[BEGIN Raw data]

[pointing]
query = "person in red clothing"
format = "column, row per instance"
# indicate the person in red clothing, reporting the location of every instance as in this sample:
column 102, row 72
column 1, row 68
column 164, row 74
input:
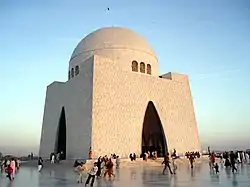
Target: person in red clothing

[END Raw data]
[BEGIN Raw data]

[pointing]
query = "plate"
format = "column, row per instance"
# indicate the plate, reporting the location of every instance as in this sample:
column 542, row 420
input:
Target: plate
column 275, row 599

[END Raw data]
[BEGIN Raw data]

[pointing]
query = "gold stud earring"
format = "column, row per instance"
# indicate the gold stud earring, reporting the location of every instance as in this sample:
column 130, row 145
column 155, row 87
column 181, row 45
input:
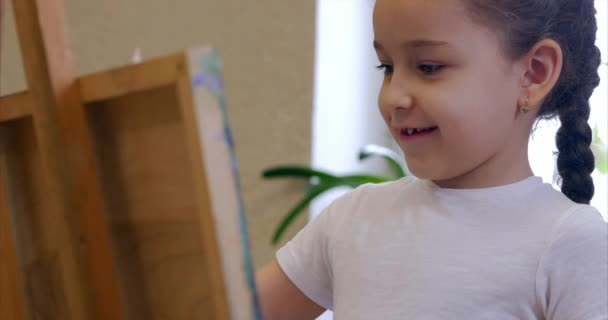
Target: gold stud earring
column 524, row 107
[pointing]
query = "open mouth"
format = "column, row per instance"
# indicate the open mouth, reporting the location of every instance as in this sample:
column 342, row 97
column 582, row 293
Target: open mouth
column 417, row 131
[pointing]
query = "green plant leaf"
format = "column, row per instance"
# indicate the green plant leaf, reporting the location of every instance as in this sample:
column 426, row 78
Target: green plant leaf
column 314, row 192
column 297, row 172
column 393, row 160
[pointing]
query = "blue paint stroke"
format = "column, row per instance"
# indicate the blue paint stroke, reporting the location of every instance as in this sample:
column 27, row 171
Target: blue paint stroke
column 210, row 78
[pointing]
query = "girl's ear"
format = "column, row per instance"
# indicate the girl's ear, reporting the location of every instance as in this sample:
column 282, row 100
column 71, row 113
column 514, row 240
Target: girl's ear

[END Raw data]

Gather each line of the listing above that contains the word "stroke", and copy every such line in full.

• **Exercise answer**:
query = "blue paint stroke"
# indicate the blue paint stroke, reporting the location of every instance as in this sample:
Target: blue paint stroke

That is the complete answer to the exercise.